Bernice soon discovers from a discarded newspaper that she’s in the year 1893. She realises Peter must be safe and sound back on their ship in the 27th century, but she needs to get back to him and her Time Ring is no longer working for some reason. She’s not surprised after everything that’s happened to her, but it means she’ll have to think of an alternative solution to her problem.

Later, Bernice arrives at the Diogenes Club and claims to have an urgent message for the attention of Mr Mycroft Holmes. He agrees to meet her, but warns her that her presence here will not be appreciated by the other patrons as women aren‘t allowed inside. When she tells him the message came from Sigerson he knows she’s lying as Sigerson has very particular rules about how he contacts Mycroft. He orders her to leave immediately, but she says the weather outside is like something on Menaxus. She tells him she was a one-time associate of his brother’s and when that doesn’t work, she decides to be blunt and tells him she’s a traveller and the only people she knows in this city are Mycroft’s brother Sherlock and Dr Watson. She’s already been to Baker Street and discovered that Sherlock is dead, so Mrs Hudson directed her to Watson’s surgery. When she got there Dr Anstruther told her Watson was out of the country on a recuperative cruise with his wife. The only remaining option open to her was to find Mycroft. He challenges her on her flippant attitude to his brother’s death, but she points out that Sherlock is only pretending to be dead and he faked the dive off Reichenbach Falls so he could work undercover. Sigerson is actually Sherlock Holmes’s alias, which he uses for contacting Mycroft in secret, and she’s the only person, apart from the two brothers themselves, who knows about it. Bernice invites Mycroft to apply his mastery of observational method to work out who she is and he concludes there can only be one possible answer - she must be Professor Bernice Summerfield.

Mycroft Holmes, the cleverest man in London and someone who’d been described more than once as integral to the functioning of the Victorian state, agrees to take Bernice under his wing. He takes her back to his rooms in Pall Mall, not far from the Diogenes Club, whereupon his housekeeper, Mrs Gross, runs her a bath and prepares some food. Fortunately Mycroft is too old and respectable to be the subject of any social scandals. He tells Bernice it was Dr Watson’s own writing that enabled him to confirm her identity. She mentioned Menaxus back at the Club and he’d seen the name before in the original hand-written manuscript of Watson’s book “All-Consuming Fire“. The manuscript contains several pages of Bernice’s diary and Mycroft recognised the same verbal patterns and idioms. Unfortunately Bernice doesn’t know how she got here, which this makes it impossible for Mycroft to propose a strategy for getting her back. She shows him her Time Ring, but he finds the idea preposterous and because it’s malfunctioning she can’t demonstrate how it works.

Using the information:
(A) Condense the paragraph of the Bernice Summerfield summary that begins "Mycroft Holmes, the cleverest man in London" into a bulleted list of its main facts.
(B) Answer these questions using the Bernice Summerfield summary:
(i) From what does Bernice learn which year she is in?
(ii) Who tells Bernice that Dr Watson is out of the country?
(iii) What is the name of Mycroft's housekeeper?
(C) Carry on the Bernice Summerfield summary from the point where it stops.
The records that come next are separate material and are unrelated to the Bernice Summerfield summary.

Given data:
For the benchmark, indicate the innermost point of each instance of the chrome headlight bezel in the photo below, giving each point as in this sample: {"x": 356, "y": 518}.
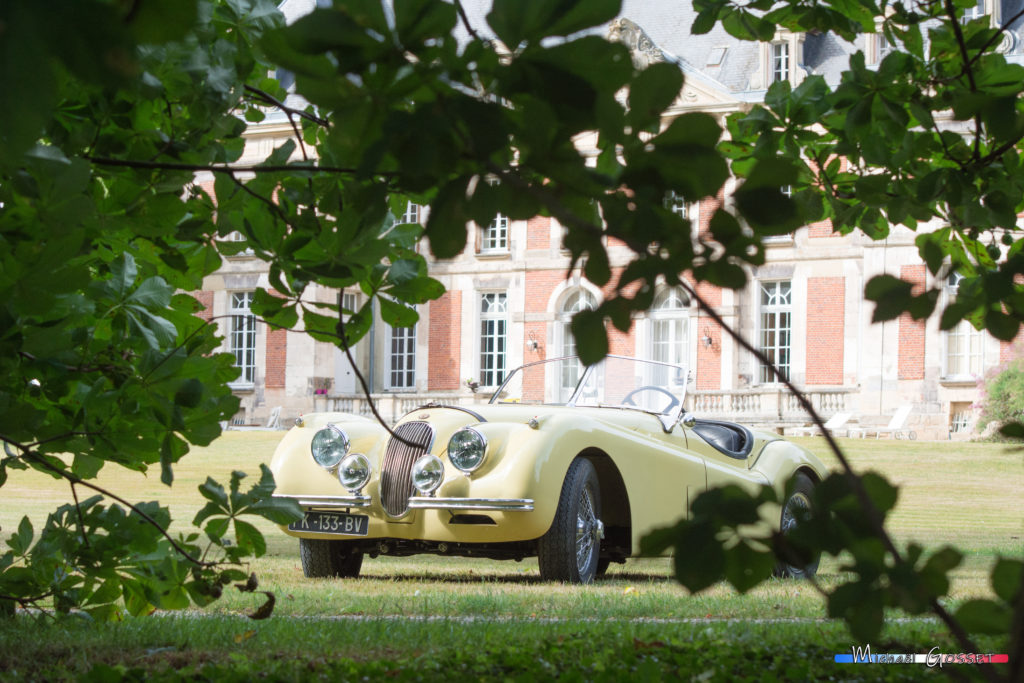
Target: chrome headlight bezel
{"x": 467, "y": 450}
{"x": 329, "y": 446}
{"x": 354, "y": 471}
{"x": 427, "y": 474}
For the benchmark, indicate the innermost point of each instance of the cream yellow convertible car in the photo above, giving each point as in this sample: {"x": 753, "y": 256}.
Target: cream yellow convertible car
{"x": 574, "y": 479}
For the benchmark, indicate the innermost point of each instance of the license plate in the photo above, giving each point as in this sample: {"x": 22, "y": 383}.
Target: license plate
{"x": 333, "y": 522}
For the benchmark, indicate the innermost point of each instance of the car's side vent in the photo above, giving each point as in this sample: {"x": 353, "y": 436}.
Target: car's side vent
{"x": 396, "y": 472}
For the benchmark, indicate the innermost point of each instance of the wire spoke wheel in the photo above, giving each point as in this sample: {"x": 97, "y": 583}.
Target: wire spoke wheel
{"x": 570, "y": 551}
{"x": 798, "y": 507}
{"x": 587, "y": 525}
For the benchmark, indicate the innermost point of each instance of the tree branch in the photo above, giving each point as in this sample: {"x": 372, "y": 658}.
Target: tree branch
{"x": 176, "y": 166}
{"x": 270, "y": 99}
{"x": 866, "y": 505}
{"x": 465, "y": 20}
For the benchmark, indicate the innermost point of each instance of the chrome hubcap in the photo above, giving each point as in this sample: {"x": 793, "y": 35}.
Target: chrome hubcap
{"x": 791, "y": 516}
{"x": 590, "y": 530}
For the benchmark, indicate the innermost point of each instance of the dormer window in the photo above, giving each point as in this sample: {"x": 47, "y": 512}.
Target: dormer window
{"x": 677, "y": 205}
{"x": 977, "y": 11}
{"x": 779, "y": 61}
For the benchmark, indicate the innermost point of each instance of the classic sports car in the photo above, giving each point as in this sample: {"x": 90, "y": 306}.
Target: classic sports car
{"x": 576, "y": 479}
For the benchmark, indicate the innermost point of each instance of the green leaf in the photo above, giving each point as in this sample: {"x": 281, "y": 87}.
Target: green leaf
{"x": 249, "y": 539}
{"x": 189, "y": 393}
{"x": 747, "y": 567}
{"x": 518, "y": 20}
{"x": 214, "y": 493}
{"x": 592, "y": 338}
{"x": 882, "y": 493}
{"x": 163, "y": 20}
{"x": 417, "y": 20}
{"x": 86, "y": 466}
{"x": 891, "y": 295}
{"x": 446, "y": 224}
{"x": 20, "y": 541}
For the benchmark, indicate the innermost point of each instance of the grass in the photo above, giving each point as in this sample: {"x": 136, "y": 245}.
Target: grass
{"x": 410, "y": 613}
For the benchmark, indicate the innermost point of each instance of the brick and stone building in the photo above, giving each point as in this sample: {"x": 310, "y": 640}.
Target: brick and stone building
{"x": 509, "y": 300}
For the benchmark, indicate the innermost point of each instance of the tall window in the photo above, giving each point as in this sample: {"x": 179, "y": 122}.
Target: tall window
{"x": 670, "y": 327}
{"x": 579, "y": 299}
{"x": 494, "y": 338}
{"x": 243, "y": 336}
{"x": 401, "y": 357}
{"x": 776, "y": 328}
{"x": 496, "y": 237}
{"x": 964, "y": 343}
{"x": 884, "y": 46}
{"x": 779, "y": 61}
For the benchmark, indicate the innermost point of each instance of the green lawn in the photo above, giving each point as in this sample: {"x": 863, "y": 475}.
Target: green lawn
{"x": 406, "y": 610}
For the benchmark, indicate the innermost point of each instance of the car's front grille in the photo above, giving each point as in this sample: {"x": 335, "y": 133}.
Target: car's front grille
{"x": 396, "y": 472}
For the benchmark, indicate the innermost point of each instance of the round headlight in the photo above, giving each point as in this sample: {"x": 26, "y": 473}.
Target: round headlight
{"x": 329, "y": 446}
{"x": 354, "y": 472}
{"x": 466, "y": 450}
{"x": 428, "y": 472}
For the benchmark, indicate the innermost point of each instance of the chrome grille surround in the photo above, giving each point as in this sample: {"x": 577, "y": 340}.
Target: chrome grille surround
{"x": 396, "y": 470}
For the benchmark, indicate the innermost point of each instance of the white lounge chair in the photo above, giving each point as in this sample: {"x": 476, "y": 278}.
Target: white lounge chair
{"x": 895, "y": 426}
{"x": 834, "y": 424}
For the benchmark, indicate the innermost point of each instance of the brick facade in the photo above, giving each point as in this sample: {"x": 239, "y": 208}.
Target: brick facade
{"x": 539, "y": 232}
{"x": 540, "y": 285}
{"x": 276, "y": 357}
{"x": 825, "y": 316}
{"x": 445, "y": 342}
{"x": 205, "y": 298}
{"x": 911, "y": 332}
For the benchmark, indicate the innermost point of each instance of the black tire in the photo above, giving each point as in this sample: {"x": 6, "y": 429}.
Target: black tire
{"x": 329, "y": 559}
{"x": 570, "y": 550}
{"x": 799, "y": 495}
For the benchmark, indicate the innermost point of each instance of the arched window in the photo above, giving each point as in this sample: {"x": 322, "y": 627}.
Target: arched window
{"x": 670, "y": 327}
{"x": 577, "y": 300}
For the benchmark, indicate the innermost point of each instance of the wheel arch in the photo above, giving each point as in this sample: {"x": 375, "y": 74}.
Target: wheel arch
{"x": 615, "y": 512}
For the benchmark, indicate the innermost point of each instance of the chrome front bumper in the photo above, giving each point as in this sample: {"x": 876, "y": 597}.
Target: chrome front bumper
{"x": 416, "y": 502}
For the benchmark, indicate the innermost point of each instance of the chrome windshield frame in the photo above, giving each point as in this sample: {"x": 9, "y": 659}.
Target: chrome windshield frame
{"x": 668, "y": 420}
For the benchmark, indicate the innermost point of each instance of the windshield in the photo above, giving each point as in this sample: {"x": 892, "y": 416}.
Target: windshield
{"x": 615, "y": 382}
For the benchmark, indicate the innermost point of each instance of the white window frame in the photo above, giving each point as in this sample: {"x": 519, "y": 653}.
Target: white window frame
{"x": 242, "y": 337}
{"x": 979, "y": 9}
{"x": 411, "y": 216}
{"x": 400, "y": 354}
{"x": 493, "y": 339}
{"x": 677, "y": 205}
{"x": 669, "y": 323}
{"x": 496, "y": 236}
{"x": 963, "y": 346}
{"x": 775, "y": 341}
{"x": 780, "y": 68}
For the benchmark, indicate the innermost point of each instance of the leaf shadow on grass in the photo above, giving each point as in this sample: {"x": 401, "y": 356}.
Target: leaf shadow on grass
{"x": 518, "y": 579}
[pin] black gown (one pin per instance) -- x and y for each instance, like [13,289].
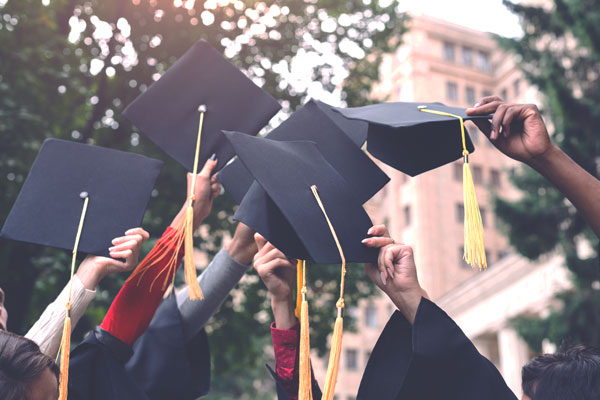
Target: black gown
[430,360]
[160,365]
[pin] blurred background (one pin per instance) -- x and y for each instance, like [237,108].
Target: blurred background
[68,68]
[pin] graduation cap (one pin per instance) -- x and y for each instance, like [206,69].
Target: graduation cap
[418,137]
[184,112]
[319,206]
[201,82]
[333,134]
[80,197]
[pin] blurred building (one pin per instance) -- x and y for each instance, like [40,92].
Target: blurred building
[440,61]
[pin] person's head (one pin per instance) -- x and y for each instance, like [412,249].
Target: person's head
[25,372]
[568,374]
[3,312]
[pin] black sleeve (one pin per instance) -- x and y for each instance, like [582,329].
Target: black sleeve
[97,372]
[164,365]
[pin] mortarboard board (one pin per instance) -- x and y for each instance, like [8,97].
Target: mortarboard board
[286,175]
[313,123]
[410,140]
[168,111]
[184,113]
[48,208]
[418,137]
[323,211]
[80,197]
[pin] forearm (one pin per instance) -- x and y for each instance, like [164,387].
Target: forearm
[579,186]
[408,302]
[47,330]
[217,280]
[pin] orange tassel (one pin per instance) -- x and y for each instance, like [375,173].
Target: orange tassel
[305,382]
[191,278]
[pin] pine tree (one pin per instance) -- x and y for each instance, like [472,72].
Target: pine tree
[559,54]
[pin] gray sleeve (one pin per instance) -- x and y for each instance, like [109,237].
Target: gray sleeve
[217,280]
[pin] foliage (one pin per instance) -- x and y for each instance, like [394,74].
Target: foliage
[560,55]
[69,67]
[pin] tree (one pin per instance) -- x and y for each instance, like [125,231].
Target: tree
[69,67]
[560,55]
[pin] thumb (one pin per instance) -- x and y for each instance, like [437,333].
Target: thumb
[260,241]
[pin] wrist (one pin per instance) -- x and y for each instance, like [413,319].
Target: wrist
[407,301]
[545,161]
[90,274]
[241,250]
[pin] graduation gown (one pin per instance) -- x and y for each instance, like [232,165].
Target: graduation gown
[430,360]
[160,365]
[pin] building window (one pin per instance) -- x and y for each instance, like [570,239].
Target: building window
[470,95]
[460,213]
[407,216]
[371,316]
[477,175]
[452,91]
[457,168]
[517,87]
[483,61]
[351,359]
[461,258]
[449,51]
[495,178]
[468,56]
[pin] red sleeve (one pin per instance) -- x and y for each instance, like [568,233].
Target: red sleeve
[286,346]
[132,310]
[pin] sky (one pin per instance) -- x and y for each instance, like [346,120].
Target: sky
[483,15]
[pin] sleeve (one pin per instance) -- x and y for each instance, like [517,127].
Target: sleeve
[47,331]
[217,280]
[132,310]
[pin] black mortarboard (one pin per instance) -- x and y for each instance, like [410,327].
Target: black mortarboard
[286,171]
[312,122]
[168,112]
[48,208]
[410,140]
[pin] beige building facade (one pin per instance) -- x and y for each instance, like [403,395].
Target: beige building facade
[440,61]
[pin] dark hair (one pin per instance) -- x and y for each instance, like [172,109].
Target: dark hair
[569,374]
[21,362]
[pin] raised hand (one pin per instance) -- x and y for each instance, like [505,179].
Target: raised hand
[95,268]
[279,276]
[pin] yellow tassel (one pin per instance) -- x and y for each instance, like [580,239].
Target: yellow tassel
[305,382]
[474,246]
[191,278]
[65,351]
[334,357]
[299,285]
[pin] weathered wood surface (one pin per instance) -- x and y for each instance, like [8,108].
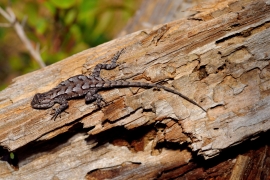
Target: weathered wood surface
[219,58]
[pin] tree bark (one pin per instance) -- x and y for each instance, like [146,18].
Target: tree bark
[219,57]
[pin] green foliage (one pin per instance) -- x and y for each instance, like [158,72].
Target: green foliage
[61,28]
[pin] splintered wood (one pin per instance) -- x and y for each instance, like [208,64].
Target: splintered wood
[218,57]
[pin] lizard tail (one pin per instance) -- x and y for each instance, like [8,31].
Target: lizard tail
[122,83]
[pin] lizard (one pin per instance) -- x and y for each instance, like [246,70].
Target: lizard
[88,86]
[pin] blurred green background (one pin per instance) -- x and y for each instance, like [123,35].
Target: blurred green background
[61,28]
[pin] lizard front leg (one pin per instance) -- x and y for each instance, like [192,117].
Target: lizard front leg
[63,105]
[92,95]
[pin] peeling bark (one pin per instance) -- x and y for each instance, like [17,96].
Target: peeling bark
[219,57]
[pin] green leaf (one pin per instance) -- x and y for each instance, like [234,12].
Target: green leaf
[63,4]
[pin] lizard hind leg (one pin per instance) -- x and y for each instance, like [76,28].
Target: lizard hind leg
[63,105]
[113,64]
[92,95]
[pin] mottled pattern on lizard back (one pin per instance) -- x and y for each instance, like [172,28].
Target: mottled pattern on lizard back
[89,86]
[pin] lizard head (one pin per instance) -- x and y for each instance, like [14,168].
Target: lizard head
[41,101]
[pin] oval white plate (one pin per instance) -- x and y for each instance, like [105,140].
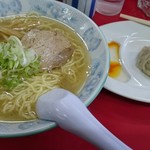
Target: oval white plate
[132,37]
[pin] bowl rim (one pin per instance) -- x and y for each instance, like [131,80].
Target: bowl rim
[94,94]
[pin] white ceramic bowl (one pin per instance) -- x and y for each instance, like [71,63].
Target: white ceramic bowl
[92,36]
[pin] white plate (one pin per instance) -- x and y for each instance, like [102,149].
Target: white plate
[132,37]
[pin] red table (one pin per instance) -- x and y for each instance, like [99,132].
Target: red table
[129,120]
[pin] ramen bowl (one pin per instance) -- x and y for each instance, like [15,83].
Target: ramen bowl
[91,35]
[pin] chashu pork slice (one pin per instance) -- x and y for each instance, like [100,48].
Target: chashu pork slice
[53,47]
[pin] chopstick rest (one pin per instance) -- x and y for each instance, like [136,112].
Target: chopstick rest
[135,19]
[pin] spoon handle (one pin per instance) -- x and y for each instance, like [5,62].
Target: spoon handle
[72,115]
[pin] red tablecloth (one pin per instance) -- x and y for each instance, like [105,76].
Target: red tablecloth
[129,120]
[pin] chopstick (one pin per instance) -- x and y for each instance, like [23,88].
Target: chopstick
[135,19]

Answers for the tasks:
(A)
- Mycroft Holmes, the cleverest man in London, agrees to look after Bernice.
- He takes her to his rooms in Pall Mall, near the Diogenes Club, where his housekeeper, Mrs Gross, runs her a bath and prepares food.
- His age and respectability protect him from social scandal.
- He confirmed her identity through Dr Watson's writing: he had seen the name Menaxus in Watson's hand-written manuscript of "All-Consuming Fire," which includes pages of Bernice's diary with the same verbal patterns and idioms.
- Bernice doesn't know how she arrived, so Mycroft can't propose a way to get her back.
- He finds her Time Ring preposterous, and because it is malfunctioning she can't show him how it works.

(B)
(i) A discarded newspaper.
(ii) Dr Anstruther.
(iii) Mrs Gross.

(C)
They talk for the rest of the evening and Mycroft entertains Bernice with a range of interesting anecdotes and stories. When Bernice becomes tired he suggests she retire to the guest room while he attends to some work of his own. The next morning they meet over the breakfast table where Bernice seems to have finished off the biggest breakfast ever cooked in human history. Mycroft has just returned from Whitehall where he was engaged in matters of Empire. She’s been thinking about her situation and tells him there are people who monitor and observe the shape of time. Even though she knows it’s risky, she proposes attracting their attention somehow by interfering with the patterns of history. They discuss some minor disruptions that won’t cause too much damage but will be noticed by the powers-that-be, but then Mycroft says has to go on an errand to the mortuary at Scotland Yard and invites her to join him. Bernice didn’t think Mycroft would normally be involved in criminal investigations, but he tells her Dr Watson exaggerated the differences between him and Sherlock for dramatic contrast.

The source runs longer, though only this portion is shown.